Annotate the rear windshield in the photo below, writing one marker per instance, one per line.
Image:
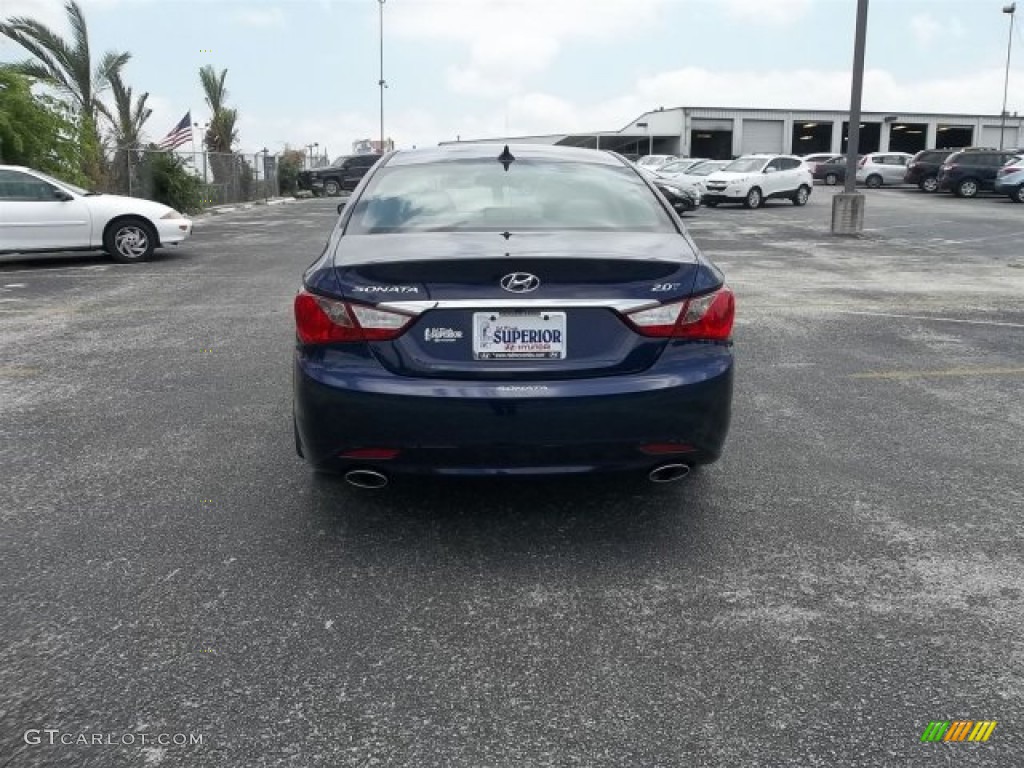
(745, 165)
(480, 196)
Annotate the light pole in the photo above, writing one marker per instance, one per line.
(1011, 9)
(650, 138)
(266, 176)
(848, 207)
(382, 83)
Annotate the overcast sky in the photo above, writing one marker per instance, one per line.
(305, 71)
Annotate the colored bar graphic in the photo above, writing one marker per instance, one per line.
(935, 730)
(982, 730)
(958, 730)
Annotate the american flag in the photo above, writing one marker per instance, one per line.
(179, 133)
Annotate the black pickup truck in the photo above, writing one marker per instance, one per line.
(340, 176)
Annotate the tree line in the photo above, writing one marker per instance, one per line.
(72, 132)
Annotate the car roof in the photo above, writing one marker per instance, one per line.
(483, 151)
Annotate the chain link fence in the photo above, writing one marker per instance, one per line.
(194, 179)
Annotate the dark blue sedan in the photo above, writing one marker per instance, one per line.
(489, 310)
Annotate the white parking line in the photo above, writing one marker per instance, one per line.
(936, 320)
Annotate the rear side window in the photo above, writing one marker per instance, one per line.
(480, 196)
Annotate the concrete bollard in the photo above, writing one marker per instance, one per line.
(848, 213)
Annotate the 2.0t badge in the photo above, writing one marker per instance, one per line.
(520, 283)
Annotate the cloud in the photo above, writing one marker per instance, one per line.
(261, 17)
(772, 12)
(926, 29)
(508, 42)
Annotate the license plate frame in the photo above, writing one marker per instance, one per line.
(544, 336)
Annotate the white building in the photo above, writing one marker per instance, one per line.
(723, 133)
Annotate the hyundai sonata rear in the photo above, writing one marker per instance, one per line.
(531, 310)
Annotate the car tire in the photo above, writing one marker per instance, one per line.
(967, 188)
(130, 240)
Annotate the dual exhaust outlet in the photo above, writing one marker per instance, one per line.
(372, 479)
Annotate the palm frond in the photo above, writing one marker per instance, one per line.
(50, 50)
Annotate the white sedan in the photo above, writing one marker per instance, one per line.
(40, 213)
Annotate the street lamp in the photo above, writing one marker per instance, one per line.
(650, 138)
(382, 83)
(1011, 9)
(266, 176)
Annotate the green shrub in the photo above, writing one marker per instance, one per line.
(288, 171)
(173, 183)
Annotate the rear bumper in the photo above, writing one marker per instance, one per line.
(729, 195)
(172, 231)
(345, 400)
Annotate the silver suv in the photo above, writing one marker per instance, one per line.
(754, 178)
(880, 168)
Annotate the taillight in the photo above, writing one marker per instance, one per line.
(323, 321)
(707, 317)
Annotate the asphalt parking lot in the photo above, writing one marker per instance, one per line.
(851, 569)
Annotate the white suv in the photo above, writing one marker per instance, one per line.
(754, 178)
(883, 168)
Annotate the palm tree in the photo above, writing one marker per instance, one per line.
(127, 121)
(220, 133)
(68, 67)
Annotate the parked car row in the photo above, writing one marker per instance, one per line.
(748, 180)
(964, 172)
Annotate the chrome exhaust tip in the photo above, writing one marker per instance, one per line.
(366, 478)
(669, 472)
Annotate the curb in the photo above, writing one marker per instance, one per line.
(218, 210)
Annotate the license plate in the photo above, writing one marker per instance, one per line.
(518, 336)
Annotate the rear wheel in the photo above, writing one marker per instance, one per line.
(129, 241)
(967, 188)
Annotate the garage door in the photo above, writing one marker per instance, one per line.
(990, 136)
(762, 135)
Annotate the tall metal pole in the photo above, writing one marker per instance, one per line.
(381, 82)
(848, 206)
(853, 135)
(1011, 9)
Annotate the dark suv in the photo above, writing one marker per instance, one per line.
(923, 170)
(342, 175)
(967, 173)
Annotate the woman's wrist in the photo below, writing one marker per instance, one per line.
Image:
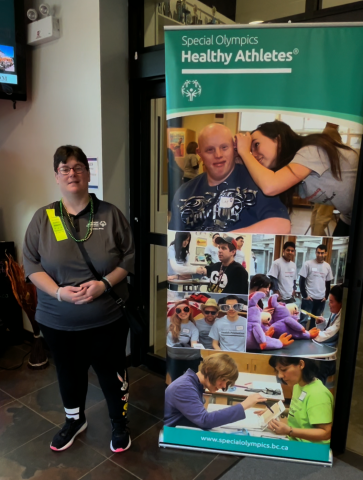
(58, 294)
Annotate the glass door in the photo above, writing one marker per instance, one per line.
(149, 211)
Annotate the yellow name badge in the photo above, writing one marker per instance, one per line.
(57, 225)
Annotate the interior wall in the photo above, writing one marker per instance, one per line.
(74, 97)
(267, 9)
(114, 102)
(63, 107)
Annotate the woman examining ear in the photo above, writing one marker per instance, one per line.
(325, 170)
(310, 416)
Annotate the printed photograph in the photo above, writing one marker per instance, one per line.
(7, 63)
(286, 398)
(209, 262)
(296, 295)
(263, 172)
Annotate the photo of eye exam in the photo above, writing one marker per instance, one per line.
(208, 262)
(289, 398)
(296, 296)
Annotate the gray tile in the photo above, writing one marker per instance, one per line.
(148, 395)
(36, 461)
(5, 398)
(23, 381)
(48, 403)
(18, 425)
(108, 471)
(149, 462)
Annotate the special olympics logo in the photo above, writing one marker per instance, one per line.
(191, 89)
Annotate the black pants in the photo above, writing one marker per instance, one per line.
(105, 349)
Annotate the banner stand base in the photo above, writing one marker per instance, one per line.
(163, 444)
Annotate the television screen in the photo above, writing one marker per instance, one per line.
(12, 50)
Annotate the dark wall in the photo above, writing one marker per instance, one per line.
(225, 7)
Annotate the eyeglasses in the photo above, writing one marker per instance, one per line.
(67, 170)
(185, 309)
(236, 306)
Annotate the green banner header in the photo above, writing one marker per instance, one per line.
(247, 444)
(313, 69)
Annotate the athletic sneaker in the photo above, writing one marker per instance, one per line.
(121, 440)
(65, 437)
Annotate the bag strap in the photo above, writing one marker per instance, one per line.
(90, 265)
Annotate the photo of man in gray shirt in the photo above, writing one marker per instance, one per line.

*Task requirements*:
Begin with the line that contains "Annotate the eyeglasses" and set down each line exactly until the records above end, including the final line.

*Written response*:
Annotate the eyeglasses in the photo above, writing one marker per instance, one per line.
(67, 170)
(185, 309)
(236, 306)
Annotate the green banner header in the photo above, writing one marker per instance, one per line.
(247, 444)
(313, 69)
Annotate the athletic sneaker in the photo above, writing one marker per instance, one per line.
(121, 440)
(65, 437)
Annotate the bag strap in the photo above, writing one marker per instance, one per line.
(90, 265)
Annotate the photo of man in gray shirt in the photo above, writing one marker per instance, one per line.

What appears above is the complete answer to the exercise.